What the exercise asks -
Reproduce every one of the items below word for word, but leave out the pictures.

Input data -

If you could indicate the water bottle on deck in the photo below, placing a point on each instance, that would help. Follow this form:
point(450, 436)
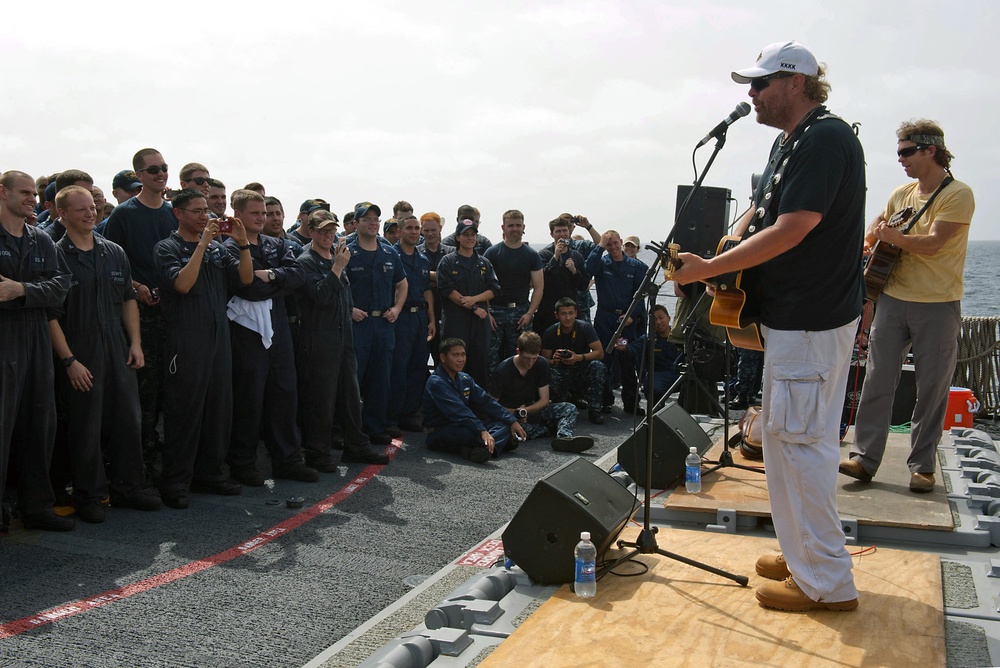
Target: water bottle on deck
point(585, 582)
point(692, 472)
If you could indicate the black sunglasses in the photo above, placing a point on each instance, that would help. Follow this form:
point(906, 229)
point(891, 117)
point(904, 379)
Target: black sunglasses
point(910, 150)
point(760, 83)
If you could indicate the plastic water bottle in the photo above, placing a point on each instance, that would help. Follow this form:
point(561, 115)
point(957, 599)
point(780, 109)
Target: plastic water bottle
point(585, 582)
point(692, 472)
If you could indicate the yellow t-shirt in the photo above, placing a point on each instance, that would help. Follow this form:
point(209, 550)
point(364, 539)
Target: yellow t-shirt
point(932, 278)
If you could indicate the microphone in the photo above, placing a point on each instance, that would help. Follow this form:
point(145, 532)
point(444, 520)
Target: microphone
point(741, 110)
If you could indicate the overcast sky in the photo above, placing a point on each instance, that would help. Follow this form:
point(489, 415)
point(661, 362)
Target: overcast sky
point(587, 107)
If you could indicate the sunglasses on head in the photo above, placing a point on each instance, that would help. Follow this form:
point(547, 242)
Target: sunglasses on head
point(910, 150)
point(760, 83)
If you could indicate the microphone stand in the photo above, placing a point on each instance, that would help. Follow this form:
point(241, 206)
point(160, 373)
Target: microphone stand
point(645, 543)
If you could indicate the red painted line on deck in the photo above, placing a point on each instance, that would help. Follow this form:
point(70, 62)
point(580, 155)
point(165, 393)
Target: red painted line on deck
point(71, 609)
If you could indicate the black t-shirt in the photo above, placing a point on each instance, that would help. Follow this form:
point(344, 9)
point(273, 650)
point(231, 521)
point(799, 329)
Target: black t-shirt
point(512, 389)
point(579, 339)
point(513, 267)
point(818, 284)
point(137, 229)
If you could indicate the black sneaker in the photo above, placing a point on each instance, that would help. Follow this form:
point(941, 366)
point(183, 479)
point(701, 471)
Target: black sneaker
point(367, 455)
point(220, 487)
point(322, 463)
point(411, 424)
point(250, 477)
point(91, 511)
point(146, 498)
point(48, 522)
point(572, 443)
point(298, 471)
point(477, 454)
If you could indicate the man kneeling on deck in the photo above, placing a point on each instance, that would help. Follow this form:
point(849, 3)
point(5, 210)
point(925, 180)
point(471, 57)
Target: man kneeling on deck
point(452, 406)
point(521, 385)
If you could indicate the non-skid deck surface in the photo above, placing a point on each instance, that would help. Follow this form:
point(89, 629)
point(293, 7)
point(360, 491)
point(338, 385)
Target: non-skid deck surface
point(678, 615)
point(886, 501)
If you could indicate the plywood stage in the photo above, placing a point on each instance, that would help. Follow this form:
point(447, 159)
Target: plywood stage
point(886, 501)
point(678, 615)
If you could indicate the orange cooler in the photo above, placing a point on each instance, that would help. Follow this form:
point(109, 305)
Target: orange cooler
point(962, 407)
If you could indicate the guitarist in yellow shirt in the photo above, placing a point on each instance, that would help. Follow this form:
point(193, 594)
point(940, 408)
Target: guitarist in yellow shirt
point(919, 305)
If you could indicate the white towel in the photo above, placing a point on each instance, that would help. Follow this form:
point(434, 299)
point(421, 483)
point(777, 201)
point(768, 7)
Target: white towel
point(252, 315)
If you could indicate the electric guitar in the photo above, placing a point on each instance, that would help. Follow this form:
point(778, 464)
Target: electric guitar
point(736, 304)
point(883, 258)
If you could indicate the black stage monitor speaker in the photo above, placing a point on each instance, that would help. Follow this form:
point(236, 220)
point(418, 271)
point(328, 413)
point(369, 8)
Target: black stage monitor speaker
point(577, 496)
point(674, 432)
point(705, 222)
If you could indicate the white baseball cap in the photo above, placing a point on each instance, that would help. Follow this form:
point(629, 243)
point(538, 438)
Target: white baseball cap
point(780, 57)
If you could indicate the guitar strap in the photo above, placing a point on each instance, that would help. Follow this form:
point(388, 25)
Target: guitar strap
point(764, 217)
point(913, 221)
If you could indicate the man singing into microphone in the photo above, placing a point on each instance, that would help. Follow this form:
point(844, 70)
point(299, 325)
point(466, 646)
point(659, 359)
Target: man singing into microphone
point(803, 237)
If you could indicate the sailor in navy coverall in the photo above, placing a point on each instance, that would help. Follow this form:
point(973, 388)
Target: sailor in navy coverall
point(97, 380)
point(617, 277)
point(414, 328)
point(459, 414)
point(325, 360)
point(32, 279)
point(264, 385)
point(195, 274)
point(379, 288)
point(466, 284)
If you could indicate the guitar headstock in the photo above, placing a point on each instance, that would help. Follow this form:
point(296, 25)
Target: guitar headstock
point(900, 217)
point(673, 262)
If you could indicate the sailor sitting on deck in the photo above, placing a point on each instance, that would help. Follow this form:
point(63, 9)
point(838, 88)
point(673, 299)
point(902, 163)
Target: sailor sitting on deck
point(452, 405)
point(521, 384)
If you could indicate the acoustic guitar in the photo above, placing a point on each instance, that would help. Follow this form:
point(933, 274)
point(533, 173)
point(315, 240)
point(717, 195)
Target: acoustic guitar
point(736, 303)
point(883, 258)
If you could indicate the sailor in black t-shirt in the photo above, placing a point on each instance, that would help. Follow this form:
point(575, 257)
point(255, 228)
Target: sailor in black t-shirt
point(574, 353)
point(137, 225)
point(519, 272)
point(521, 385)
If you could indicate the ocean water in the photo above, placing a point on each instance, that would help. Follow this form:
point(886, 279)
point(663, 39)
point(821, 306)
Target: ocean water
point(982, 277)
point(982, 280)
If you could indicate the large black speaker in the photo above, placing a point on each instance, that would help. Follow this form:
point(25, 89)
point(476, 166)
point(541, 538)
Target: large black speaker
point(577, 496)
point(674, 433)
point(705, 222)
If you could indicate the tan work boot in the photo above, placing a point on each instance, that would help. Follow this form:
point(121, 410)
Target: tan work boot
point(853, 468)
point(922, 482)
point(772, 567)
point(788, 597)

Result of the exercise -
If you could indicate the water bottle on deck in the photo below, placing a point on each instance, that would help. Follow this form:
point(450, 436)
Target: water bottle on deck
point(585, 582)
point(692, 472)
If you could indicate the black sunglasses in the photo above, placing a point on each instance, that would help. Follow this form:
point(906, 229)
point(891, 117)
point(904, 379)
Target: black sunglasses
point(910, 150)
point(760, 83)
If you could indicate the plastic water bottle in the photo above, placing a point on each instance, that would help. Follow this form:
point(561, 115)
point(957, 599)
point(780, 109)
Target: plastic water bottle
point(585, 582)
point(692, 472)
If you could indicate the yellow t-shirt in the photo above, placing a point on each instance, that would help. Follow this form:
point(209, 550)
point(364, 539)
Target: yellow t-shirt
point(932, 278)
If you could indicate the microphone in the photo above, placing a point on each instance, that would help. Follow this form:
point(145, 532)
point(444, 520)
Target: microphone
point(741, 110)
If you could indicate the overcast sky in the photo above, placing a point on each instance, that would help. Follow this form:
point(489, 415)
point(661, 362)
Target: overcast sky
point(587, 107)
If you could indicate the sunglasses on head in the photo above, placing a point on each instance, that would help. Follow this form:
point(547, 242)
Target: sunglasses on head
point(910, 150)
point(760, 83)
If you could indicate the microphone stand in the photo above, placing a point on each instance, that would help. Follow this form:
point(241, 206)
point(160, 373)
Target: microphone stand
point(645, 543)
If you could indicate the red painted line on deck in the photo above, placing a point on each instance, that would help. Follow this form:
point(70, 62)
point(580, 155)
point(165, 393)
Target: red painted line on deck
point(71, 609)
If you could indicate the black t-shirt in the photo above, placing a point on each instance, that would help. Follow this form:
point(344, 9)
point(273, 650)
point(231, 521)
point(799, 329)
Target: black t-shirt
point(512, 389)
point(579, 339)
point(513, 267)
point(818, 284)
point(137, 229)
If you could indicate the black sneaker in the photo above, placing a point on each instance, that would help. Follow this form:
point(941, 366)
point(183, 479)
point(701, 471)
Target: black sneaker
point(367, 455)
point(220, 487)
point(322, 463)
point(411, 424)
point(250, 477)
point(91, 511)
point(146, 498)
point(48, 522)
point(572, 443)
point(298, 471)
point(477, 454)
If you could indicate the man kneeling on deck in the photo above, placing a point on each instance, that would help. Follow this form:
point(849, 3)
point(5, 210)
point(925, 180)
point(471, 57)
Target: man kneeling on deck
point(452, 406)
point(521, 385)
If you could indicate the non-skid deck surface in the photo above, placing a point on each instance, that would help. Follow this form:
point(89, 629)
point(293, 7)
point(360, 491)
point(338, 385)
Target: non-skid deck surface
point(678, 615)
point(886, 501)
If you could indicate the plywood stage in the photo above, placing a point on each instance, that would help. Follow this form:
point(447, 159)
Target: plywood stage
point(886, 501)
point(678, 615)
If you could indicate the orange cooler in the photo above, placing a point on each instance, that would help. Follow this form:
point(109, 305)
Target: orange cooler
point(962, 407)
If you could indicate the guitarist in yellow shirt in the photo above, placing a point on each instance, that would help. Follow this form:
point(193, 594)
point(940, 408)
Target: guitarist in yellow shirt
point(919, 305)
If you could indicate the white towel in the photo above, placing a point on each instance, that would help. Follow this form:
point(434, 299)
point(421, 483)
point(777, 201)
point(768, 7)
Target: white towel
point(252, 315)
If you could indicate the electric guitar in the photo above, placing a point on each instance, that would help. Follow this form:
point(778, 464)
Target: electric guitar
point(736, 304)
point(883, 258)
If you could indicate the black stage monitor speaker in the photo above, placing a point on each instance, that would help. Follow this form:
point(236, 220)
point(418, 271)
point(328, 413)
point(369, 8)
Target: black stage monitor speaker
point(577, 496)
point(674, 432)
point(705, 222)
If you could indicate the white baseball cap in the photo above, placing a point on each instance, that would help. Follow this form:
point(629, 243)
point(538, 438)
Target: white baseball cap
point(780, 57)
If you could indicate the guitar strap in the photo above, placing a point on each instance, that would help. Follow this form:
point(388, 25)
Target: guitar strap
point(764, 217)
point(913, 221)
If you could indicate the man singing into microphone in the photo above, placing a point on each instance, that would help. Follow this form:
point(844, 70)
point(299, 325)
point(466, 646)
point(659, 359)
Target: man singing into microphone
point(803, 237)
If you could indicate the sailor in navy coverall in the photo above, placing a point on each instance, that would help. Follow this form:
point(973, 388)
Target: sailor in navy coverall
point(97, 380)
point(617, 277)
point(414, 328)
point(459, 414)
point(325, 360)
point(32, 279)
point(264, 385)
point(195, 274)
point(379, 288)
point(466, 284)
If you could indicate the guitar headstock in the photo above, placing a point on each instance, that would help. Follow this form:
point(296, 25)
Target: guitar headstock
point(900, 217)
point(673, 262)
If you could indicate the sailor sitting on deck in the photo above, placing a point on each instance, that would help. Follow this form:
point(63, 9)
point(838, 88)
point(673, 299)
point(902, 163)
Target: sailor sitting on deck
point(452, 405)
point(521, 384)
If you could indicate the acoustic guitar in the photo above, placing a point on each instance, that would help. Follow this form:
point(933, 274)
point(533, 173)
point(315, 240)
point(717, 195)
Target: acoustic guitar
point(736, 303)
point(883, 258)
If you could indicate the sailor in black t-shirt in the photo above, placing a point on each instance, that would help. Follow this form:
point(575, 257)
point(255, 228)
Target: sailor in black t-shirt
point(574, 353)
point(137, 225)
point(519, 272)
point(521, 385)
If you could indicate the ocean water in the photo above, placing a point on each instance, that would help. Follow this form:
point(886, 279)
point(663, 39)
point(821, 306)
Target: ocean water
point(982, 277)
point(982, 280)
If you could indicate the large black speaker in the photo above, placing a point on each instance, that would help. Follow this form:
point(25, 89)
point(476, 166)
point(541, 538)
Target: large black speaker
point(577, 496)
point(674, 433)
point(705, 222)
If you could indicate the tan work boot in the photo above, placing a point on each instance, that would help. Follow this form:
point(121, 410)
Target: tan work boot
point(853, 468)
point(922, 482)
point(772, 567)
point(788, 597)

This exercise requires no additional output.